▸ Exercise requirements: Copy the text about RATCH-Australia word for word, in full.

▸ Excerpt to read:
RATCH-Australia Corporation
- Industry: Electricity generation
- Predecessor: Transfield Services Infrastructure Fund
- Founded: July 2011
- Headquarters: North Sydney
- Area served: Australia
- Parent: RATCH Group
- Website: ratchaustralia.com

= RATCH-Australia =

RATCH-Australia Corporation (RAC) is an Australian electricity generation company. It is a subsidiary of RATCH Group (formerly known as Ratchaburi Electricity Generating Holding Company), a public company listed on the Stock Exchange of Thailand. RATCH-Australia owns both renewable energy and fossil fuel power stations in Australia.

==History==
In 2007, Transfield Services spun-off its infrastructure assets into the Transfield Services Infrastructure Fund. In November 2007, it acquired five further power generation assets from Stanwell Corporation and Tarong Energy.

RATCH-Australia was established in July 2011 when its parent company bought an 80% stake in Transfield Services Infrastructure Fund via a scheme of arrangement.

▸ Stored data:
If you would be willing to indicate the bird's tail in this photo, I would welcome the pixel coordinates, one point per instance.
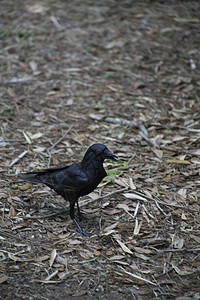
(33, 176)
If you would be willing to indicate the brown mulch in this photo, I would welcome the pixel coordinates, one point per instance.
(125, 74)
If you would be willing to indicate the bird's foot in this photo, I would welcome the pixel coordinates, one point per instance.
(80, 230)
(81, 217)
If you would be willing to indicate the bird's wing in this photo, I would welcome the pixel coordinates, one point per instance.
(70, 177)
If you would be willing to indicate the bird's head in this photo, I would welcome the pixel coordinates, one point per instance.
(99, 152)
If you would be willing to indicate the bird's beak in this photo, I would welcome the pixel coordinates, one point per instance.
(110, 155)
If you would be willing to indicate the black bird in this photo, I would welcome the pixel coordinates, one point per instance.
(75, 180)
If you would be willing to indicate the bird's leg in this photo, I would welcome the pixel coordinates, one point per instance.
(79, 229)
(79, 215)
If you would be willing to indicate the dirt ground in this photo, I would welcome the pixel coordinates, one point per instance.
(125, 74)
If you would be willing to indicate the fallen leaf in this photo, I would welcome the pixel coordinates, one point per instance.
(196, 238)
(124, 247)
(178, 161)
(158, 153)
(3, 278)
(134, 196)
(52, 257)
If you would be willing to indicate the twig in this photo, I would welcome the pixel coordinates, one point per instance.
(86, 202)
(174, 250)
(158, 201)
(177, 150)
(136, 276)
(56, 143)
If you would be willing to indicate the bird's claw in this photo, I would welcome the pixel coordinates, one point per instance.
(80, 230)
(80, 217)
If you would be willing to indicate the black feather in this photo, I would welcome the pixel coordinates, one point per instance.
(75, 180)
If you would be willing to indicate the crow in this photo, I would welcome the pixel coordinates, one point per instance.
(75, 180)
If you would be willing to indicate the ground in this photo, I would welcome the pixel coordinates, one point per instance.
(125, 74)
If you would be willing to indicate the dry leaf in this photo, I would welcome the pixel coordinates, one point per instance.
(158, 153)
(12, 212)
(124, 247)
(196, 238)
(134, 196)
(52, 257)
(3, 278)
(178, 161)
(178, 242)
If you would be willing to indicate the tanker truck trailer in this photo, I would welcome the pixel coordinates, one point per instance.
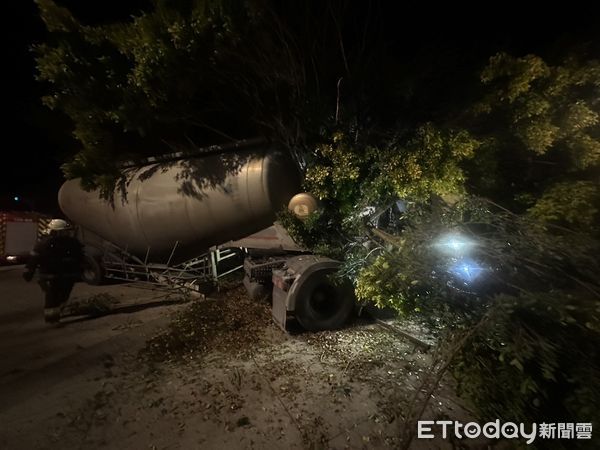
(177, 219)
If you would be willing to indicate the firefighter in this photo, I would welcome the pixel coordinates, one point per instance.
(58, 258)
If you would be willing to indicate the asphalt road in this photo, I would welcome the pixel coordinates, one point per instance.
(34, 354)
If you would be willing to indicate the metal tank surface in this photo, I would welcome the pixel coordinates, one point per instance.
(195, 202)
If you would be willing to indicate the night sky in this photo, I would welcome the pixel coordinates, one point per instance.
(37, 140)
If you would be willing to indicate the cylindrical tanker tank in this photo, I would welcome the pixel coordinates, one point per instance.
(197, 202)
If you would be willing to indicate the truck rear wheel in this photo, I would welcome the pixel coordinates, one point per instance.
(93, 273)
(323, 302)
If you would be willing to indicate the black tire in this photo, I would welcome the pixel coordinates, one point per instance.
(93, 272)
(322, 304)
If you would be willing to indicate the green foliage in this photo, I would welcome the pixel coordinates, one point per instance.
(573, 204)
(542, 349)
(540, 124)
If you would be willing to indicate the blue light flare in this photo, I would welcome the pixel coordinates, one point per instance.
(466, 269)
(454, 244)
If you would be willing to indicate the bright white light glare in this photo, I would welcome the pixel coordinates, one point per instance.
(466, 269)
(454, 244)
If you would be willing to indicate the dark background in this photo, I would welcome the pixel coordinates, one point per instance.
(36, 141)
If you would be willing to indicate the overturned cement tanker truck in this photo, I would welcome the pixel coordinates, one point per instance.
(181, 219)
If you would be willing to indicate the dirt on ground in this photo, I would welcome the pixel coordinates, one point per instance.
(223, 375)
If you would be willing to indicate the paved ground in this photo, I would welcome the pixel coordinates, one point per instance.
(217, 374)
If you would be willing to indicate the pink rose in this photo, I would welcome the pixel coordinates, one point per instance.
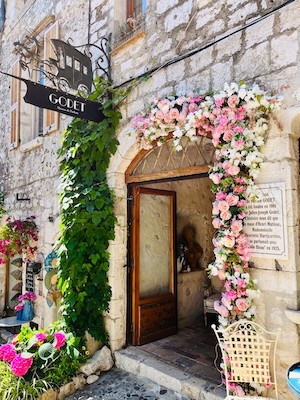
(231, 199)
(239, 144)
(216, 178)
(221, 274)
(225, 215)
(233, 170)
(229, 241)
(222, 310)
(40, 336)
(236, 226)
(239, 189)
(167, 118)
(223, 205)
(231, 295)
(7, 352)
(216, 223)
(174, 113)
(219, 102)
(20, 365)
(193, 107)
(233, 101)
(159, 115)
(221, 196)
(242, 304)
(239, 391)
(60, 340)
(164, 105)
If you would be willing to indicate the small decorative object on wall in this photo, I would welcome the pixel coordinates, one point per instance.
(51, 279)
(50, 261)
(24, 310)
(17, 237)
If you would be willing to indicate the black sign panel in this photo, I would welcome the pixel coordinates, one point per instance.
(53, 99)
(29, 280)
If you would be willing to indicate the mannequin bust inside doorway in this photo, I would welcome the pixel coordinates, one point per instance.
(191, 250)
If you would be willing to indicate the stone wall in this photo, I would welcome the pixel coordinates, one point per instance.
(266, 52)
(186, 45)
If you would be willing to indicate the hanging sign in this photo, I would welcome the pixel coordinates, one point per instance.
(266, 224)
(53, 99)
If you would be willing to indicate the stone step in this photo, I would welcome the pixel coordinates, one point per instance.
(140, 363)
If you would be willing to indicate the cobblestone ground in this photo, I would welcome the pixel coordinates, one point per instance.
(120, 385)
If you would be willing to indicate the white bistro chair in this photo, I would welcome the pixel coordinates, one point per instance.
(250, 350)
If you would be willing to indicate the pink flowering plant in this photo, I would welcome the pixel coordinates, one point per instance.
(18, 237)
(50, 356)
(236, 119)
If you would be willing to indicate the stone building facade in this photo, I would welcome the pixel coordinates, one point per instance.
(182, 45)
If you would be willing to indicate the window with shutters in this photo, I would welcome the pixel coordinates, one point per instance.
(28, 122)
(130, 18)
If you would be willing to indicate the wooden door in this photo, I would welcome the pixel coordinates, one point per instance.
(154, 295)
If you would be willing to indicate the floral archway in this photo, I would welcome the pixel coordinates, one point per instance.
(237, 119)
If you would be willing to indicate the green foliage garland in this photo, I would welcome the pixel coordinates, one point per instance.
(87, 215)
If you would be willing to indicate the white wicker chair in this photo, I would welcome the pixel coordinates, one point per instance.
(250, 350)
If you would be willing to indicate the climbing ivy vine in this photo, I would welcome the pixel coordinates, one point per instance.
(87, 215)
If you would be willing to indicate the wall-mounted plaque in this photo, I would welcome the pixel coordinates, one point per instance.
(266, 224)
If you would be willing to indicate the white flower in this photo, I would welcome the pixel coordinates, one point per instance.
(177, 133)
(191, 132)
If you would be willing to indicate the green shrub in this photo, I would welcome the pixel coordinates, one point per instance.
(38, 360)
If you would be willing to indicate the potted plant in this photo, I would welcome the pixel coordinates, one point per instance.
(17, 237)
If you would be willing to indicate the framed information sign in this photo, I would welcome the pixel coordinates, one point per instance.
(266, 224)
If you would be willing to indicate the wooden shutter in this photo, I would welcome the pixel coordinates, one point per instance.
(130, 9)
(15, 106)
(51, 118)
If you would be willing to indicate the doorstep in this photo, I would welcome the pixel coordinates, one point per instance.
(139, 362)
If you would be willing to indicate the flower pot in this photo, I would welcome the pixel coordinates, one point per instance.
(27, 312)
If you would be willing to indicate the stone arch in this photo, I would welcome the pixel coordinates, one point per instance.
(124, 162)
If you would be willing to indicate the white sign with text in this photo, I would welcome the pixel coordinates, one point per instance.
(265, 223)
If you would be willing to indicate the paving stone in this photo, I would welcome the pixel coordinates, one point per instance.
(119, 385)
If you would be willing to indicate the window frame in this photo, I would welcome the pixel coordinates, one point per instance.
(26, 120)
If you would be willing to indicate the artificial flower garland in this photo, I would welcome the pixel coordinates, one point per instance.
(236, 119)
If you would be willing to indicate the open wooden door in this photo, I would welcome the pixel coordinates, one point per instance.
(154, 296)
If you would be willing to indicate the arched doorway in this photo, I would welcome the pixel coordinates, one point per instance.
(169, 193)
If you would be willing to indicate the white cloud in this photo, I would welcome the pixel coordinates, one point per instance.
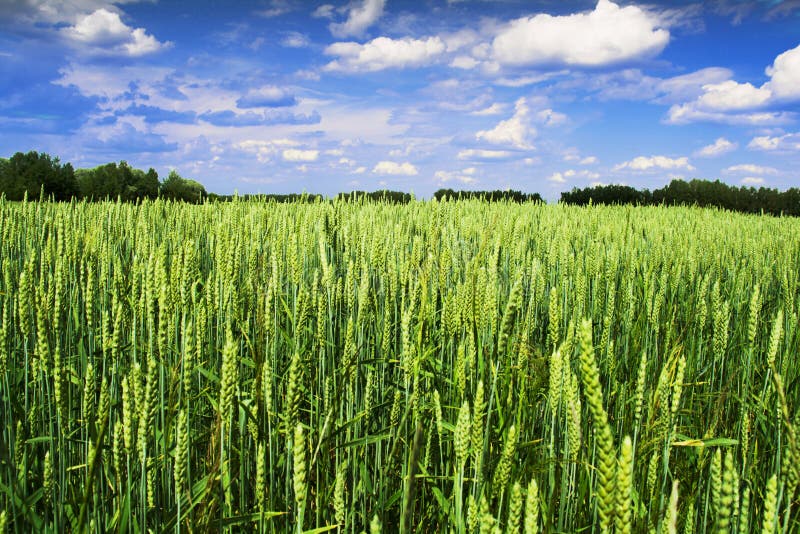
(266, 96)
(688, 113)
(717, 148)
(732, 96)
(787, 142)
(465, 176)
(104, 33)
(494, 109)
(110, 83)
(548, 117)
(293, 154)
(516, 131)
(264, 150)
(464, 62)
(295, 40)
(561, 177)
(785, 75)
(530, 79)
(472, 153)
(359, 18)
(733, 102)
(609, 34)
(395, 169)
(325, 11)
(383, 53)
(748, 168)
(642, 163)
(279, 7)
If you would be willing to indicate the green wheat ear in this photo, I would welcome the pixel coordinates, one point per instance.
(606, 457)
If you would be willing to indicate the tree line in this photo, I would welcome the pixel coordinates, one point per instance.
(703, 193)
(33, 174)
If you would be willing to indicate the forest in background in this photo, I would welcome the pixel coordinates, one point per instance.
(36, 174)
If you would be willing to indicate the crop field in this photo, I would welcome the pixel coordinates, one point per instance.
(429, 367)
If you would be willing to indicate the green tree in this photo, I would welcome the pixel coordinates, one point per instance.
(35, 172)
(176, 187)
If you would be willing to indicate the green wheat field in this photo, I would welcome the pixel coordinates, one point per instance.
(353, 366)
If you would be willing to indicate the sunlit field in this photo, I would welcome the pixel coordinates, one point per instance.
(363, 366)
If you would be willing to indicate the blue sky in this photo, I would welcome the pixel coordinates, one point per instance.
(284, 96)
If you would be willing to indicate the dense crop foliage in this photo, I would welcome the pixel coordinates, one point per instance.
(453, 366)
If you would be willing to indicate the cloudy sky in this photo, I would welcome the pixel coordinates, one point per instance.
(288, 95)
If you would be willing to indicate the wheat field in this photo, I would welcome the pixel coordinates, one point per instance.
(354, 366)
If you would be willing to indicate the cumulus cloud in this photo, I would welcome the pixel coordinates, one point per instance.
(494, 109)
(548, 117)
(276, 9)
(464, 62)
(785, 75)
(607, 35)
(383, 53)
(787, 142)
(516, 131)
(267, 96)
(717, 148)
(749, 168)
(561, 177)
(295, 40)
(642, 163)
(464, 176)
(359, 17)
(731, 96)
(103, 32)
(480, 154)
(395, 169)
(733, 102)
(230, 118)
(325, 11)
(294, 154)
(265, 149)
(688, 113)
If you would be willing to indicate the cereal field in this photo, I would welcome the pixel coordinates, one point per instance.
(432, 367)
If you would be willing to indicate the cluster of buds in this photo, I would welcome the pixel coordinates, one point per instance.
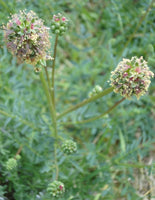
(27, 38)
(59, 24)
(12, 163)
(56, 189)
(69, 147)
(131, 77)
(96, 90)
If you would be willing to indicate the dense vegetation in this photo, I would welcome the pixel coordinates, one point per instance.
(115, 157)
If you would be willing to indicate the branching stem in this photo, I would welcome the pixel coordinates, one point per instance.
(96, 117)
(53, 70)
(86, 101)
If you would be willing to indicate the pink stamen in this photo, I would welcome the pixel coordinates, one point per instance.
(61, 187)
(138, 70)
(63, 18)
(32, 26)
(125, 74)
(56, 19)
(128, 66)
(18, 22)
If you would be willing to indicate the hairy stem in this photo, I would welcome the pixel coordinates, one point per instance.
(53, 117)
(97, 117)
(86, 101)
(53, 70)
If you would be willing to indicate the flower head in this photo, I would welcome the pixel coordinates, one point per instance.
(96, 90)
(56, 189)
(131, 77)
(69, 147)
(59, 24)
(11, 164)
(27, 38)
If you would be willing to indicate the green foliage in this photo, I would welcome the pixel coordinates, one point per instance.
(112, 150)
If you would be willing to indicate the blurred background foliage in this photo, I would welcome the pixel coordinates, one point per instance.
(115, 158)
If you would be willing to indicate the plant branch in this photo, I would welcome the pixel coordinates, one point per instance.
(86, 101)
(53, 117)
(96, 117)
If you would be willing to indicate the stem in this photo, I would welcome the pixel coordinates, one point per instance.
(53, 69)
(53, 117)
(86, 101)
(99, 116)
(47, 76)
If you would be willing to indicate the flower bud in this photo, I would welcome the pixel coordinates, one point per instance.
(11, 164)
(69, 147)
(59, 24)
(56, 189)
(96, 90)
(18, 157)
(131, 77)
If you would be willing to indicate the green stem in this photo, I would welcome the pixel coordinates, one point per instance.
(53, 70)
(53, 117)
(96, 117)
(47, 76)
(86, 101)
(31, 125)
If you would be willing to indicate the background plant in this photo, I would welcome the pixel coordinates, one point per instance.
(108, 157)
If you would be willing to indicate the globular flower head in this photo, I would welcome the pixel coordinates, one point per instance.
(27, 38)
(59, 24)
(11, 164)
(96, 90)
(18, 157)
(69, 147)
(131, 77)
(56, 189)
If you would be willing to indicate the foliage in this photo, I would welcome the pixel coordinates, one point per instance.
(112, 150)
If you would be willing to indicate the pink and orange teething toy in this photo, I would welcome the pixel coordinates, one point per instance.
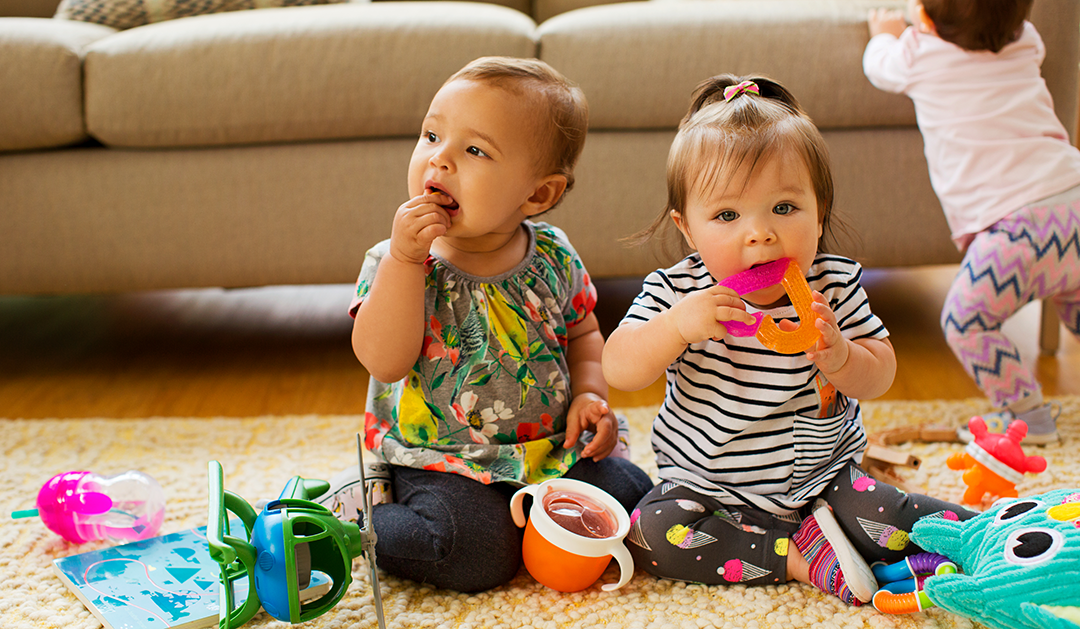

▸ The output:
RATCH-Australia Corporation
- Industry: Electricity generation
- Predecessor: Transfield Services Infrastructure Fund
- Founded: July 2011
- Headquarters: North Sydney
- Area served: Australia
- Parent: RATCH Group
- Website: ratchaustralia.com

= RATCH-Australia =

RATCH-Australia Corporation (RAC) is an Australian electricity generation company. It is a subsidiary of RATCH Group (formerly known as Ratchaburi Electricity Generating Holding Company), a public company listed on the Stock Exchange of Thailand. RATCH-Australia owns both renewable energy and fossil fuel power stations in Australia.

==History==
In 2007, Transfield Services spun-off its infrastructure assets into the Transfield Services Infrastructure Fund. In November 2007, it acquired five further power generation assets from Stanwell Corporation and Tarong Energy.

RATCH-Australia was established in July 2011 when its parent company bought an 80% stake in Transfield Services Infrastructure Fund via a scheme of arrangement.